(Items from a data source)
* start *

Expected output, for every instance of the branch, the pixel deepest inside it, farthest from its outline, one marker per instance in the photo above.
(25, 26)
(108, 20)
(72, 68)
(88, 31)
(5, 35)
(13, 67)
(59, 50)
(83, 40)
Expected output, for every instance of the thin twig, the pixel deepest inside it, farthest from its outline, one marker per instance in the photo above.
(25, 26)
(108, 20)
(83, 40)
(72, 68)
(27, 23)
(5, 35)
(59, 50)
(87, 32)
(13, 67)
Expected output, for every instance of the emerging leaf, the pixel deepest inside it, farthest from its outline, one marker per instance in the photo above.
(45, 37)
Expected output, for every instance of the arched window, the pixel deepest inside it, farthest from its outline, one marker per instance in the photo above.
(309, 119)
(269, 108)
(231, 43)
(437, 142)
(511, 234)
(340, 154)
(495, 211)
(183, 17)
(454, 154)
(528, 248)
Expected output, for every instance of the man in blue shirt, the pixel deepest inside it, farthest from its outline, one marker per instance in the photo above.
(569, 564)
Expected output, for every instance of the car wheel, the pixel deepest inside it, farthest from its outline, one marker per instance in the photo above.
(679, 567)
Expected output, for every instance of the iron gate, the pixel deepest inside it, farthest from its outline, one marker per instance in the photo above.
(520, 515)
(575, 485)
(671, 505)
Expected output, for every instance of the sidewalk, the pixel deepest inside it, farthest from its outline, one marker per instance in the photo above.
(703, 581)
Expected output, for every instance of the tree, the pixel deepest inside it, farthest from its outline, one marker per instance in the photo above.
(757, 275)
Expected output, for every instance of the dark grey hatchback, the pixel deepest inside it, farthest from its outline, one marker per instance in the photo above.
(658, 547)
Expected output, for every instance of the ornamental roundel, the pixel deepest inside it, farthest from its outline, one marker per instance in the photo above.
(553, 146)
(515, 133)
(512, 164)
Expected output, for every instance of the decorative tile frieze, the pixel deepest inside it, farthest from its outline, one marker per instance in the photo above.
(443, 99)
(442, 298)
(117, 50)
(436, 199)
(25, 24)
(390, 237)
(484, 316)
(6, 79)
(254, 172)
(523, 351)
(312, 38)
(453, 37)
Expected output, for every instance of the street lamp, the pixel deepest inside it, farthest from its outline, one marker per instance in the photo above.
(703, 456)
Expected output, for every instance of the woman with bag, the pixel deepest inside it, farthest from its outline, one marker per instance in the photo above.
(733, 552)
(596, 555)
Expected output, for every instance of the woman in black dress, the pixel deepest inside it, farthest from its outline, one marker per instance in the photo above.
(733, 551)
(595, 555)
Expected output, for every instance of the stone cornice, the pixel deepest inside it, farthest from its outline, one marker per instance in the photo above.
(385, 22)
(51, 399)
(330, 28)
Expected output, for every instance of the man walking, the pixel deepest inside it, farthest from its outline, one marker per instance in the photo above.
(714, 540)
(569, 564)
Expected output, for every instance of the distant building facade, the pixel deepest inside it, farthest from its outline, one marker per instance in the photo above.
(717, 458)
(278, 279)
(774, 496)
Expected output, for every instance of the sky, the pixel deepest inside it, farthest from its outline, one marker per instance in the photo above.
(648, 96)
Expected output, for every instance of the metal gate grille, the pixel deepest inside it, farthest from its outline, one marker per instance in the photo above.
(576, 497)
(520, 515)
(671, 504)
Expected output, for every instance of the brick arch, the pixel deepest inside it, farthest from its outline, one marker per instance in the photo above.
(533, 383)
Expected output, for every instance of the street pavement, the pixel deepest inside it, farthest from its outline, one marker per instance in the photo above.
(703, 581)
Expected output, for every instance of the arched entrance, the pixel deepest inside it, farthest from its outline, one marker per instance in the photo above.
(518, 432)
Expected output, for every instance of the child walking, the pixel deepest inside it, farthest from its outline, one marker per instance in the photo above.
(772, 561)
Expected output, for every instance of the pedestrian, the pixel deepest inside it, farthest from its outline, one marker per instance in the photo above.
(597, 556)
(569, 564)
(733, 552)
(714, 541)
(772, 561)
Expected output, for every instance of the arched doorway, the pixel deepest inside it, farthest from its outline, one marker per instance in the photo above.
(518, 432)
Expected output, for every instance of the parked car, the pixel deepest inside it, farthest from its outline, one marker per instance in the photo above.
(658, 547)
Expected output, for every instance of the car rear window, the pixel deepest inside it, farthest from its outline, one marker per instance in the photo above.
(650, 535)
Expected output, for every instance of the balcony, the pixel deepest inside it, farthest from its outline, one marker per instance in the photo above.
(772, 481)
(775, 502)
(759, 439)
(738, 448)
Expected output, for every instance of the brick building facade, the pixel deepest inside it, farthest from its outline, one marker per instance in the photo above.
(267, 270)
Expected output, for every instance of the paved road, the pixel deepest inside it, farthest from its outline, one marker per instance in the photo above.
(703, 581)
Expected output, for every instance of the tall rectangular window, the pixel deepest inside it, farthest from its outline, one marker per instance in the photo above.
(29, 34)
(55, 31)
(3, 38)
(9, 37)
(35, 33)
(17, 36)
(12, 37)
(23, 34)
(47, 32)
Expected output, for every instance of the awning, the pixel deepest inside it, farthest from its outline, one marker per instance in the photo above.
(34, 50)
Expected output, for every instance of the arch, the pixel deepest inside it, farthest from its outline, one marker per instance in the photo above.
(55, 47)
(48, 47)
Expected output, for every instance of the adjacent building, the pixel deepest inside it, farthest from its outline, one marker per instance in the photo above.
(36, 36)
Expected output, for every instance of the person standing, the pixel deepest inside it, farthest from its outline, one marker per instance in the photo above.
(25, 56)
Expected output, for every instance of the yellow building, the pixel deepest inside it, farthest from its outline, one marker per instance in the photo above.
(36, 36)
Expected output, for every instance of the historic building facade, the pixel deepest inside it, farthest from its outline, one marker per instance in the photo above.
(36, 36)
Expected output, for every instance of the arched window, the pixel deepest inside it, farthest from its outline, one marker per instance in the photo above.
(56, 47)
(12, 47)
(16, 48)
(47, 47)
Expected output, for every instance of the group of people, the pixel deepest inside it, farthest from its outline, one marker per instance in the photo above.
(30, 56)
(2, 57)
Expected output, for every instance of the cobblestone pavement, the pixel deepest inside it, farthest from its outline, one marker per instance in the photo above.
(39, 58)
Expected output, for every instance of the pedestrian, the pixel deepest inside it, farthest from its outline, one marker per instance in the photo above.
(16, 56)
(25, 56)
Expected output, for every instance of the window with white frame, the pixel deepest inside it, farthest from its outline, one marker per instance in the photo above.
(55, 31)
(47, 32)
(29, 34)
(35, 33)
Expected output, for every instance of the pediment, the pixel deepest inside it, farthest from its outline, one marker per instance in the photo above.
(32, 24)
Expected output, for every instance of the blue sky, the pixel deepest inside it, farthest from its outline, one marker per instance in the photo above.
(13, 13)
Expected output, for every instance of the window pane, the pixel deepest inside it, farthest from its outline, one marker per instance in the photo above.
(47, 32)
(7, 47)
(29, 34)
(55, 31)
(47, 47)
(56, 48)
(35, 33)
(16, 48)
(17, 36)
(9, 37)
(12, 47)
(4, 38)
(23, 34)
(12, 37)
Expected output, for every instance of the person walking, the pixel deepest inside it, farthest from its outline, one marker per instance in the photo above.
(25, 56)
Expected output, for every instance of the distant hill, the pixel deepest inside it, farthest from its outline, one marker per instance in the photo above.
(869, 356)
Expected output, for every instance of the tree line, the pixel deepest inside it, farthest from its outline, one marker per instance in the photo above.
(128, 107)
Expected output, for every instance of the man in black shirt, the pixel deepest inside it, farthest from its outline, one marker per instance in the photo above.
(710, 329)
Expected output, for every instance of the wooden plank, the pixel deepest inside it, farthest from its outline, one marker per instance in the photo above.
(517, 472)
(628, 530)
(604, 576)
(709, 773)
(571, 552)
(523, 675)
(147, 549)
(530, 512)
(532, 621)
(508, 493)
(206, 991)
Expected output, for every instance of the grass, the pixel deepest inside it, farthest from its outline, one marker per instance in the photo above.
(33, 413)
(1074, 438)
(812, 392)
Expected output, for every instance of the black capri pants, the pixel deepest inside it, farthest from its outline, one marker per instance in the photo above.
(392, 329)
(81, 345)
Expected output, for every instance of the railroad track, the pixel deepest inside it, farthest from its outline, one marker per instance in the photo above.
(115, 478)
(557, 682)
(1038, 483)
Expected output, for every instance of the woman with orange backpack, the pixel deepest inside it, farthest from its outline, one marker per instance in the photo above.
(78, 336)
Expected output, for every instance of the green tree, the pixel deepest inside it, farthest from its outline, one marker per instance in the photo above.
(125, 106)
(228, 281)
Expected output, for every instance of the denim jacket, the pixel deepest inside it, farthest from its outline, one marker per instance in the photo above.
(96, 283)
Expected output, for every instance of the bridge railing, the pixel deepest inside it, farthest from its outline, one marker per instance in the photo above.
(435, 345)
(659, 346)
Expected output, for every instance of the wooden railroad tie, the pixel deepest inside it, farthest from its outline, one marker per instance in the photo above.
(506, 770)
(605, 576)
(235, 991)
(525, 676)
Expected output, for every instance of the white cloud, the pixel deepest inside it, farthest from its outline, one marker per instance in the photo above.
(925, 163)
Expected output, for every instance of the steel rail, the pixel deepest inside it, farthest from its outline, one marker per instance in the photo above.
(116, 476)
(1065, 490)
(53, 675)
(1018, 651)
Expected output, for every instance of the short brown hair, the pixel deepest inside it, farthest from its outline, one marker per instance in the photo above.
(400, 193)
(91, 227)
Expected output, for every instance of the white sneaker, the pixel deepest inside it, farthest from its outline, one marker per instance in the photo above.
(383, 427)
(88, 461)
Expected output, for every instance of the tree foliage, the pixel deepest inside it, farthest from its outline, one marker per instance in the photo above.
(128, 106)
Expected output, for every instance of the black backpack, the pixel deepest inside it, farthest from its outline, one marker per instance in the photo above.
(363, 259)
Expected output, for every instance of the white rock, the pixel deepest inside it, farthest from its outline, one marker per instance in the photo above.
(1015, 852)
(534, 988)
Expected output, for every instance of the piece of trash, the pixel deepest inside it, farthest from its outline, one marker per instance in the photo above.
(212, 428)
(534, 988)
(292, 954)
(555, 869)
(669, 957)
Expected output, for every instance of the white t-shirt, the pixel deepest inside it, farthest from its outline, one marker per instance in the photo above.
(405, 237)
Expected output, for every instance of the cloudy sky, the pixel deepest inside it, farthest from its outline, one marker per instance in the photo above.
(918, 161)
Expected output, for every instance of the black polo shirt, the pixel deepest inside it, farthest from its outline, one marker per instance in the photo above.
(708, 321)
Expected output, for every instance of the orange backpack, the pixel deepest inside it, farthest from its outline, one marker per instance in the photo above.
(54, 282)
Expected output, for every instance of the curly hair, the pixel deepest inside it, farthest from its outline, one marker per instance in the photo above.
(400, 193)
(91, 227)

* end *

PROBLEM REQUIREMENTS – Would you quote, exactly and only, the lines from the one containing "Expected output, for every instance of the short" to the end of the entries?

EXERCISE RESPONSE –
Expected output, for every instance of the short brown hair, the pixel deepest inside it, farthest from its outline, one marker per instance in the photo above.
(400, 193)
(91, 227)
Expected output, for every instance of the white sneaker, the pixel deepest inside it, farthest from its outline, one marker per instance in the photo above.
(383, 427)
(88, 461)
Expected output, for every instance of the tree foliage, the pixel deepest inside it, farthest from its outline, one marker per instance in the photo above.
(128, 106)
Expected output, for every instance of the black backpack, the pixel deepest inside it, farthest from its outline, one marker per instance in the photo above.
(363, 259)
Expected output, for every instance of the white rock, the pixel deepest inside it, farthest from its outline, one marker per instance in the photo above.
(1015, 852)
(534, 988)
Expected output, for every instance of the piece of trash, the pixel deepest inside it, farthest from its outline, one marker per instance in the photo above.
(212, 428)
(534, 988)
(292, 954)
(555, 869)
(669, 957)
Expected output, for every instance of the white t-shirt, the pixel deepest inside it, farthest from its outline, one marker per instance in the photo above.
(405, 237)
Expected output, for every instance of the cloudy sky, the pixel deepest inside it, farthest from its outline, one marker per instance in the photo above.
(918, 161)
Expected output, for every instance of the black polo shirt, the pixel deepest inside it, farthest from its outline, one marker per instance in the photo above.
(708, 321)
Expected output, for every instance of the orange backpack, the pixel deepest inside it, farthest from its outline, one marker per instance in the photo above.
(54, 282)
Expected output, for every instance of the curly hair, the pixel deepest inside it, farthest from its outline, one marker per instance in the photo above.
(400, 193)
(91, 227)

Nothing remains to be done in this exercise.